--- Start of TASK DATA ---

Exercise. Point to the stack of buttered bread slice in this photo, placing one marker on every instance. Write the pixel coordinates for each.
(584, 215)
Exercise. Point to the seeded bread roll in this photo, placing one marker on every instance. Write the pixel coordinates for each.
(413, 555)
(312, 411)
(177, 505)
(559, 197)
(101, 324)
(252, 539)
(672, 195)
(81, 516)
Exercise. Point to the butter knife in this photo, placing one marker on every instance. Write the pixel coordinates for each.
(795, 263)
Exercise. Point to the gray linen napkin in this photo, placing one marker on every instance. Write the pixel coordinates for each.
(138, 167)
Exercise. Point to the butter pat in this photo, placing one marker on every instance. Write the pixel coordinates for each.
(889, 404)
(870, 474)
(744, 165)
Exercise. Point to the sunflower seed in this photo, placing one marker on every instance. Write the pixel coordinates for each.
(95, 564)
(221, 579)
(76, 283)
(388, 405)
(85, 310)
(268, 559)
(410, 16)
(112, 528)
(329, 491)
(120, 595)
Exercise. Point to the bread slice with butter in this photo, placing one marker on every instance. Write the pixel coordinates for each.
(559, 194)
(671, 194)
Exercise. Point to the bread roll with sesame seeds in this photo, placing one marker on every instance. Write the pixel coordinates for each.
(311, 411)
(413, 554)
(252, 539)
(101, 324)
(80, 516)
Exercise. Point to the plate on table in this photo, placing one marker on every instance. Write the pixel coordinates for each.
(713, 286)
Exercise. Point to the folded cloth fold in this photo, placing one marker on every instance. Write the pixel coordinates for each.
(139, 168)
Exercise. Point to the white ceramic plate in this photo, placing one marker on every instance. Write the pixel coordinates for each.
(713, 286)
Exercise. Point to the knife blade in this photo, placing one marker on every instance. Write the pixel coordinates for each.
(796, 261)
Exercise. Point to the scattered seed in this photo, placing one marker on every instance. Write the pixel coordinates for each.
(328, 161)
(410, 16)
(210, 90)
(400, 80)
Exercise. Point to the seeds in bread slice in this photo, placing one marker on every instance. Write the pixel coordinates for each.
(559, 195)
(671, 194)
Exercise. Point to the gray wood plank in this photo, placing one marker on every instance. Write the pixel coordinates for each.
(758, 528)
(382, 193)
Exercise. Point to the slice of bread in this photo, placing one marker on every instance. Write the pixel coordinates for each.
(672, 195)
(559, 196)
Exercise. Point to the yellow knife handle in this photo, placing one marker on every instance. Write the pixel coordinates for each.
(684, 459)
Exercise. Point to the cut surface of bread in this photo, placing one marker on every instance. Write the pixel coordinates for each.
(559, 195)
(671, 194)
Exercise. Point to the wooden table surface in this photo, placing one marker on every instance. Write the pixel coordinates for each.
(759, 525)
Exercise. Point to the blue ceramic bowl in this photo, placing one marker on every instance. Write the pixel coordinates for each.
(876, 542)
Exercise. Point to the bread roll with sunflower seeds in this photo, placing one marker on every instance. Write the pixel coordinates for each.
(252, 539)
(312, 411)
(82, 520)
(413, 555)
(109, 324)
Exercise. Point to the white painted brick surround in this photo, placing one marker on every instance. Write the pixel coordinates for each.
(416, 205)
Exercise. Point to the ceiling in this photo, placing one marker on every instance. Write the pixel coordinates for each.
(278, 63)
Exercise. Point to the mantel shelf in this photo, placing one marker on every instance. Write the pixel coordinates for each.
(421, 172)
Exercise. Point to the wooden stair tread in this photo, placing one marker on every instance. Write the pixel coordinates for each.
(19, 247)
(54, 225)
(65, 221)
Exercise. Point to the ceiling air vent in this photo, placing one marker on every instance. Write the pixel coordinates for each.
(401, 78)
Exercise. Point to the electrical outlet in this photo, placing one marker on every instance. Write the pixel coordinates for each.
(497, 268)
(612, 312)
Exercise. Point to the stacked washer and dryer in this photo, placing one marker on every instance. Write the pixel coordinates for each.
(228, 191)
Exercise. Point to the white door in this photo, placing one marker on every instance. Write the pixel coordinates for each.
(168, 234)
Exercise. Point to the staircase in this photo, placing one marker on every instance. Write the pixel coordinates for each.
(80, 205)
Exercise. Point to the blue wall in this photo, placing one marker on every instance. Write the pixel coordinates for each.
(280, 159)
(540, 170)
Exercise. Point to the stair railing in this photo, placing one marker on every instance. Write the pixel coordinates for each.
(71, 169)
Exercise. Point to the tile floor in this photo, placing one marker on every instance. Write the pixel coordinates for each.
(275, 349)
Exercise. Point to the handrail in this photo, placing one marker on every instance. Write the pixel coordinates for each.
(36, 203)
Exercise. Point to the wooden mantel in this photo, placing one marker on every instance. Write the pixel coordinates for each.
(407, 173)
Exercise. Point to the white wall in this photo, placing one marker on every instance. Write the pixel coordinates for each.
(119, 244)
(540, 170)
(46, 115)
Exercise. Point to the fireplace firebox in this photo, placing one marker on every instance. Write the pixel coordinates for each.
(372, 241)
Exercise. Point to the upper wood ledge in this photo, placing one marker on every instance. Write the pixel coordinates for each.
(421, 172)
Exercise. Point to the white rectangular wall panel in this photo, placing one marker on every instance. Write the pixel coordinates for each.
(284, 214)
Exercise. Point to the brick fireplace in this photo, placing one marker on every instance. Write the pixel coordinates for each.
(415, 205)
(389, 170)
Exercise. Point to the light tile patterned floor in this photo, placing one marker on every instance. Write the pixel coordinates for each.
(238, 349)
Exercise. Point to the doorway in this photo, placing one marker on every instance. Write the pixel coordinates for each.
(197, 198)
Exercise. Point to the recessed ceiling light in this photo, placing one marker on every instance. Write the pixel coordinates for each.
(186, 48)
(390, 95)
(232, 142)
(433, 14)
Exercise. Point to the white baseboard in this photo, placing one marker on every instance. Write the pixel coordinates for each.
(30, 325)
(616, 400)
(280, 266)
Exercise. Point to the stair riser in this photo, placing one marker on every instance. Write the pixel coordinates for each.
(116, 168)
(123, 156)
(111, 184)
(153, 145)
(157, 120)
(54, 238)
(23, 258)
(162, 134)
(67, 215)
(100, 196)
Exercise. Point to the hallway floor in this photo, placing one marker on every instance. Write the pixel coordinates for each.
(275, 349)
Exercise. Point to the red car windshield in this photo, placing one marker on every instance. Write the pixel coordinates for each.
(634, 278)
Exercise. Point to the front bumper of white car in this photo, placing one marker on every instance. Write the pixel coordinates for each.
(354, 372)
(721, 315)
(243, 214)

--- End of TASK DATA ---

- [WRITTEN TASK]: Update these lines by changing "pixel coordinates" to "x and y coordinates" wherever it occurs, and leave everything else as it is.

- [WRITTEN SOLUTION]:
Exercise. Point to the stack of buttered bread slice in this photo, placing one marker on every instance. Write the x and y coordinates for each.
(584, 215)
Exercise. Point to the seeded bread roll in this photo, placing one marker on every instance. Write the x and y coordinates for each.
(413, 555)
(312, 411)
(177, 505)
(559, 197)
(101, 324)
(252, 539)
(672, 195)
(81, 516)
Exercise. Point to the butter knife in this photo, placing one marker on every instance. Write the x and y coordinates for each.
(795, 263)
Exercise. Point to the gray linen napkin in this photo, placing one marker on every instance. Write the x and y coordinates for each.
(138, 167)
Exercise. Point to the butter pat in this photo, placing one marker on every instance. Write the x and y coordinates for each.
(889, 404)
(870, 474)
(744, 165)
Exercise. Point to the sunflower seed in this photo, placing one marker on every instance. Write the x and y coordinates for each.
(95, 564)
(221, 579)
(76, 283)
(388, 405)
(85, 310)
(268, 559)
(410, 16)
(112, 528)
(329, 491)
(120, 595)
Exercise. Point to the bread slice with butter in this photo, placing one marker on every instance. Write the x and y coordinates for each.
(559, 194)
(671, 194)
Exercise. Point to the bread roll with sesame seeds in this photo, placing one marker on every instance. Write the x and y coordinates for each.
(311, 411)
(413, 554)
(252, 539)
(101, 324)
(80, 516)
Exercise. Point to the plate on table in this photo, placing one marker on every instance. Write the x and y coordinates for each.
(713, 286)
Exercise. Point to the folded cloth fold in this photo, placing one marker on every instance. Write the x and y coordinates for each.
(139, 168)
Exercise. Point to the white ceramic plate in this photo, placing one marker on every instance. Write the x and y coordinates for each.
(713, 286)
Exercise. Point to the knife blade in this photo, placing one marker on every instance. Write the x and y coordinates for each.
(796, 261)
Exercise. Point to the scattered seed in this photo, placing one marker on every instance. Write the x and y coordinates for each.
(328, 161)
(410, 16)
(210, 90)
(400, 80)
Exercise. Point to the seeds in bread slice in this photo, placing one marker on every instance. Write the x and y coordinates for each.
(559, 195)
(671, 194)
Exercise. Point to the gray wood plank in this photo, placing one marker on every instance. Write the x and y coordinates for each.
(758, 528)
(382, 193)
Exercise. Point to the slice of bread in this photo, placing one marker on every instance. Write the x and y coordinates for each.
(672, 195)
(559, 196)
Exercise. Point to the yellow knife handle in this photo, placing one marker on every instance. Write the x and y coordinates for each.
(684, 459)
Exercise. Point to the cut surface of bread in this photo, placing one marker on every instance. Write the x and y coordinates for each.
(559, 195)
(671, 194)
Exercise. Point to the wooden table surface in this photo, placing one marker on every instance. Write the x and y coordinates for each.
(759, 525)
Exercise. Point to the blue ceramic bowl in this photo, placing one marker on every instance. Write the x and y coordinates for each.
(876, 542)
Exercise. Point to the bread roll with sunflower seeds in this photo, placing one marker on every instance. Write the x and y coordinates for each.
(252, 539)
(312, 411)
(82, 520)
(413, 555)
(109, 324)
Exercise. Point to the white painted brick surround in this photo, placing one marker on every instance. Write the x and y coordinates for each.
(416, 205)
Exercise. Point to the ceiling in this photo, placing one marker on every instance. Write the x and y coordinates for each.
(278, 63)
Exercise. Point to the mantel shelf in this photo, placing one marker on every instance. Write the x and y coordinates for each.
(421, 172)
Exercise. Point to the wooden stair tread in this photo, placing one marker on every instance. Write the x and y coordinates for each.
(19, 247)
(54, 225)
(65, 221)
Exercise. Point to the ceiling air vent in this photo, placing one marker on every instance. Write the x and y coordinates for each.
(401, 78)
Exercise. Point to the electrical outlet in this photo, placing one marker on every instance. Write the x and y coordinates for each.
(497, 268)
(612, 312)
Exercise. Point to the stacked washer and dryer in this photo, placing one marker on every instance. Write the x and y coordinates for each.
(228, 191)
Exercise. Point to the white door in this photo, placing one marker on every instance. Write the x and y coordinates for each.
(168, 234)
Exercise. Point to the staircase in this photo, placing one marker on every instance. Write the x and y coordinates for each.
(80, 205)
Exercise. Point to the blue wall in this photo, placing one marker on every instance. Write the x and y coordinates for each.
(280, 159)
(540, 170)
Exercise. Point to the stair railing in this photo, placing one marker on every instance. Write the x and y coordinates for each.
(71, 169)
Exercise. Point to the tile floor in this photo, placing one marker on every instance. Write the x and y coordinates for each.
(275, 349)
Exercise. Point to the handrail in this photo, placing one marker on every instance. Write the x and y coordinates for each.
(36, 203)
Exercise. Point to the wooden mantel in this photo, placing one marker on every instance. Write the x and y coordinates for each.
(407, 173)
Exercise. Point to the white wall in this photo, placing one marker on every instance. Write the x and y coordinates for each.
(119, 244)
(540, 170)
(46, 115)
Exercise. Point to the fireplace firebox in this photo, placing one marker on every instance. Write the x and y coordinates for each.
(372, 241)
Exercise. Point to the upper wood ledge in this photo, placing one marker on every instance. Write the x and y coordinates for each.
(421, 172)
Exercise. Point to the white rectangular wall panel in this photo, placing one marker on every instance. Write the x and y coordinates for each.
(284, 214)
Exercise. Point to the brick fireplace in this photo, placing one marker on every instance. Write the x and y coordinates for each.
(415, 205)
(389, 170)
Exercise. Point to the light tile patterned floor in this photo, placing one marker on every instance. Write the x and y coordinates for each.
(238, 349)
Exercise. Point to the doorway in this photo, placing one marker on every instance. Write the x and y coordinates for each.
(197, 198)
Exercise. Point to the recessed ceiling light in this photo, placing one marker on every instance. Write the x and y coordinates for each.
(186, 48)
(390, 95)
(232, 142)
(433, 14)
Exercise. Point to the white baseboard in this photo, placing one marker on every instance. Write the x and y coordinates for each.
(30, 325)
(616, 400)
(280, 266)
Exercise. Point to the stair riser in this photo, placing one marker on every instance. Write the x and y coordinates for each.
(116, 168)
(123, 156)
(111, 184)
(153, 145)
(157, 120)
(54, 238)
(23, 258)
(162, 134)
(67, 215)
(100, 196)
Exercise. Point to the hallway floor in this photo, placing one marker on every instance. Write the x and y coordinates for each.
(275, 349)
Exercise. Point to the red car windshield in this photo, placing one marker on every instance. Write the x and y coordinates for each.
(634, 278)
Exercise. Point to the front bumper of white car in this photo, placing one marker on every instance. Write the x and y coordinates for each.
(354, 372)
(721, 315)
(243, 214)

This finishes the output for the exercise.